◆ WORK REQUIRED: The lines to be copied run from the one containing "brown leaf, one point per instance." to the end of the material below; reproduce them exactly, including both ends, and nothing more.

◆ INFORMATION PROVIDED:
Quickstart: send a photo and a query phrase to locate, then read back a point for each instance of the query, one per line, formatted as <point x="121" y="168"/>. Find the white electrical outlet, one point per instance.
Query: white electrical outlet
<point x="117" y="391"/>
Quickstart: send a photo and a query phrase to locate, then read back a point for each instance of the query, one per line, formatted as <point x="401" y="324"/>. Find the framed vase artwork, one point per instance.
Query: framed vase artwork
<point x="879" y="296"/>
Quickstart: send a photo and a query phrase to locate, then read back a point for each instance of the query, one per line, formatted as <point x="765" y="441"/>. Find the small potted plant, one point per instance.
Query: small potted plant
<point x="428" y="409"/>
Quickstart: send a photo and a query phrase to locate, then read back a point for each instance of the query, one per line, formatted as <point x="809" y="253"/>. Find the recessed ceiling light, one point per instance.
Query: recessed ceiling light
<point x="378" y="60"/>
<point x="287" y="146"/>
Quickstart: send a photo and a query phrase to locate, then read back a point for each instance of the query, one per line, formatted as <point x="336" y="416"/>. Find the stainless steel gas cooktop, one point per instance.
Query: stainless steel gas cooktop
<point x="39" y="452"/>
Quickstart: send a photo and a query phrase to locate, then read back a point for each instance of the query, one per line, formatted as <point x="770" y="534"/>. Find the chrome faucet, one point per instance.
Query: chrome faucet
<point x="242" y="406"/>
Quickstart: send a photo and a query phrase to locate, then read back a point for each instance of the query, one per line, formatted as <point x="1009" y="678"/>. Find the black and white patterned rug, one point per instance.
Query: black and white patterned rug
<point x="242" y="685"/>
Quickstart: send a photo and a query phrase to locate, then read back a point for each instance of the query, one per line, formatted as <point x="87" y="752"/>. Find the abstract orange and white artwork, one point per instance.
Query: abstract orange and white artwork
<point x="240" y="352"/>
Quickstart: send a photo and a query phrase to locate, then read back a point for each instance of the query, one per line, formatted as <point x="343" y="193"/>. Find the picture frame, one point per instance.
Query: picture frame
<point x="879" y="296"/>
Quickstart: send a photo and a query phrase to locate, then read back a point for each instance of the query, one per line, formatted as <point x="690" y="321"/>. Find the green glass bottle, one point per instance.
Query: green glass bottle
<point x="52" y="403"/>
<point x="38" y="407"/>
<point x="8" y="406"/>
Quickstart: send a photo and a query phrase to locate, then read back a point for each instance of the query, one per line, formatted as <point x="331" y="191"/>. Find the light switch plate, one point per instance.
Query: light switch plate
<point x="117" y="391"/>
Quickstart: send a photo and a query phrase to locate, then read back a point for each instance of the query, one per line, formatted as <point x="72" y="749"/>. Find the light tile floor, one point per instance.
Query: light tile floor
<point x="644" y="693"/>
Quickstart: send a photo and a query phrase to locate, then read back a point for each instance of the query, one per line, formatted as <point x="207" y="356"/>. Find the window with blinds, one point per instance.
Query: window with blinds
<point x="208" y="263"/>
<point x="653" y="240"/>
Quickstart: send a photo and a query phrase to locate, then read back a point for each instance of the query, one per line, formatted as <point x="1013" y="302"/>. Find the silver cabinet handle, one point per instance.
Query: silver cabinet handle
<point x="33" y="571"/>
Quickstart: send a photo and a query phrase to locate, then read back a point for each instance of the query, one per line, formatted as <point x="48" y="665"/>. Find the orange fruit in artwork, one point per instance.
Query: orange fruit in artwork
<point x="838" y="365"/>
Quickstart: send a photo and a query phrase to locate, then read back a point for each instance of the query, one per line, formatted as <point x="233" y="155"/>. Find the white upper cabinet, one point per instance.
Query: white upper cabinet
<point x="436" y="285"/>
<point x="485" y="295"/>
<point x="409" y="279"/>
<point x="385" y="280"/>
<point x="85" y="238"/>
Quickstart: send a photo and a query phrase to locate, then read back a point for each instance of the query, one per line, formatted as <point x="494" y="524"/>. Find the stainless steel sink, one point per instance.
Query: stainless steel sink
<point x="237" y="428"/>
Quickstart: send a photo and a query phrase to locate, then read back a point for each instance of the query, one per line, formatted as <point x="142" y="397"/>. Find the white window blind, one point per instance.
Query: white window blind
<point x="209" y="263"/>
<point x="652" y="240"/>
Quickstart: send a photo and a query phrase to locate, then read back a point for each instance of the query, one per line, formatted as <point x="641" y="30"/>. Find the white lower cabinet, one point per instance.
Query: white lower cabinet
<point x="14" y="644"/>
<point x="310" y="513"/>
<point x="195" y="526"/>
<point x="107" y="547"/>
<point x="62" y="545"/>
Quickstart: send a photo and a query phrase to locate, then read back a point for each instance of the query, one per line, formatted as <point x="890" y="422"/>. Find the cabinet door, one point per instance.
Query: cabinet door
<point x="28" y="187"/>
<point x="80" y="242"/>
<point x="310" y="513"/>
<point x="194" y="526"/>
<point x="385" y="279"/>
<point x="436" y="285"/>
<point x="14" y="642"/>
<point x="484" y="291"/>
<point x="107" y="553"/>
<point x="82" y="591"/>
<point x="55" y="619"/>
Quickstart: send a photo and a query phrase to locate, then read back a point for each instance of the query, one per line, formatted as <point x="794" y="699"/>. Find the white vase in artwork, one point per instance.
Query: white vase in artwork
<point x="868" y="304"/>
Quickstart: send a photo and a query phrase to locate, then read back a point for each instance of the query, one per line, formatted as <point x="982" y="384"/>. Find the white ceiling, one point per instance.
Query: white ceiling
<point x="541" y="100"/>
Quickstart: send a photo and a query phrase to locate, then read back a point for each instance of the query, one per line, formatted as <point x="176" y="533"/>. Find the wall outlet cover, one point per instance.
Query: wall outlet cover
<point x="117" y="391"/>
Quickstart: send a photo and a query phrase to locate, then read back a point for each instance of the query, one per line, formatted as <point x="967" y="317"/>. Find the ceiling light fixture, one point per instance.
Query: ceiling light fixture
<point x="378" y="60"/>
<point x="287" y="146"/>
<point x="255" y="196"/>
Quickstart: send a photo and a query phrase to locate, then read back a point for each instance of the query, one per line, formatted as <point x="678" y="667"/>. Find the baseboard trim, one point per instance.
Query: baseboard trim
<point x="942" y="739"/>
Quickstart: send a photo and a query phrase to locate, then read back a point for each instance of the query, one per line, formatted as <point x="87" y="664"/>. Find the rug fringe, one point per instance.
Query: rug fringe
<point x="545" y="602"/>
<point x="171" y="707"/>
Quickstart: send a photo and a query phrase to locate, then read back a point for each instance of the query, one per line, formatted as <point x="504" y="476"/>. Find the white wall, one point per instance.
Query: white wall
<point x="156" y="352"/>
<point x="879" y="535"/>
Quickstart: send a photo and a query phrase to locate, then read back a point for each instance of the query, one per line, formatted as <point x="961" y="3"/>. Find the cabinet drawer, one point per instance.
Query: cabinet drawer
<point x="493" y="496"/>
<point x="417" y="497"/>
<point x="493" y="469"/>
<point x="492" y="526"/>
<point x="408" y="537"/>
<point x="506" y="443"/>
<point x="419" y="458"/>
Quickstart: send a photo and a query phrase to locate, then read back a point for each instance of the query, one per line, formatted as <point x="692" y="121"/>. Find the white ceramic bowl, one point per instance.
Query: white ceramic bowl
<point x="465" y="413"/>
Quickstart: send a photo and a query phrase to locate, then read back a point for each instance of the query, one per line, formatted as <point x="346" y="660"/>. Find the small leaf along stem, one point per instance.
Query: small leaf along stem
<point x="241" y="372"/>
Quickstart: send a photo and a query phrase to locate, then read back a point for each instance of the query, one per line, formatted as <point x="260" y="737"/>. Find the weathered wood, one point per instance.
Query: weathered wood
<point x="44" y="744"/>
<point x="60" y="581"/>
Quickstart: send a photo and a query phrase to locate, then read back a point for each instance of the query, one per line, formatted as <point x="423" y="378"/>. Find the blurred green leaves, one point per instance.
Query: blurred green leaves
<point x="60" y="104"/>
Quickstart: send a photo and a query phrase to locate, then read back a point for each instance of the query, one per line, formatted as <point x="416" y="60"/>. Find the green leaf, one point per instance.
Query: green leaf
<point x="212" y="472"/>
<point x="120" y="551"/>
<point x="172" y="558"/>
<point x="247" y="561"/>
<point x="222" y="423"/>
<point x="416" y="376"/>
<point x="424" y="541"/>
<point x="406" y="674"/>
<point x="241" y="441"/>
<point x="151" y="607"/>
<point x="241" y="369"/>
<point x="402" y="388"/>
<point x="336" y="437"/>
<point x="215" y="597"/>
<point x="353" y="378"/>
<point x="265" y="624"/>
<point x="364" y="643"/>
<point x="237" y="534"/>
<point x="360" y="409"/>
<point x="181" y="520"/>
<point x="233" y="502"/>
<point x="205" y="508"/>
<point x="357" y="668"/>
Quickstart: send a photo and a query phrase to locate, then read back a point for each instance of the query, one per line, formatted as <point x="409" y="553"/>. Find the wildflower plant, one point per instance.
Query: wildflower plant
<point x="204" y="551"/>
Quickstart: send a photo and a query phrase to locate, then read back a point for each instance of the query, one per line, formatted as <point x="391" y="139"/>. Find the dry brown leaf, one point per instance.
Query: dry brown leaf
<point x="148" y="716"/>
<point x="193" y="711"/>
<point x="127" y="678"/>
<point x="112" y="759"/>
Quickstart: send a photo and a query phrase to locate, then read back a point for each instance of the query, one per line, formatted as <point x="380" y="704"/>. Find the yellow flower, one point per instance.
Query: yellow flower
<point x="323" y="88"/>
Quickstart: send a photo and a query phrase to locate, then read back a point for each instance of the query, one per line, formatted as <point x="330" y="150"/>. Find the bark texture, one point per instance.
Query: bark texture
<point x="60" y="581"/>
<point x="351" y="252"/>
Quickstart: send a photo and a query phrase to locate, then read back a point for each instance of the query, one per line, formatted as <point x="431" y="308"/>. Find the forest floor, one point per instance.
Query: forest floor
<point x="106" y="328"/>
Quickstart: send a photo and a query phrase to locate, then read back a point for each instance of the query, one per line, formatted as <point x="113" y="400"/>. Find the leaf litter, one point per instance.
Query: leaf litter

◆ WRITTEN RESPONSE:
Quickstart: send a photo and a query phrase to locate, then read back a point for each instance of the query, one per line, formatted as <point x="391" y="139"/>. Find the dry brown leaf, one point per instance.
Query: dry brown leaf
<point x="148" y="716"/>
<point x="193" y="711"/>
<point x="127" y="678"/>
<point x="112" y="759"/>
Quickstart: send a photo and a query phrase to locate, then read back a point for each instance of the query, one per line, formatted as <point x="380" y="704"/>. Find the yellow flower, one point per instance.
Query: yellow flower
<point x="323" y="88"/>
Quickstart: send a photo and a query phrase to locate, then read back a point for each instance of the query, one per line, formatted as <point x="330" y="150"/>. Find the bark texture, one point per instance.
Query: bark texture
<point x="60" y="581"/>
<point x="351" y="252"/>
Quickstart: send a photo and a query phrase to locate, then read back a point for each instance of the query, one per line, formatted as <point x="431" y="308"/>. Find the forest floor, one point per instance.
Query: forest floor
<point x="106" y="328"/>
Quickstart: send a photo and a query phrase to locate, then read back a point for each instance of the query, one per line, formatted as <point x="113" y="400"/>. Find the leaf litter, one point per instance.
Query: leaf litter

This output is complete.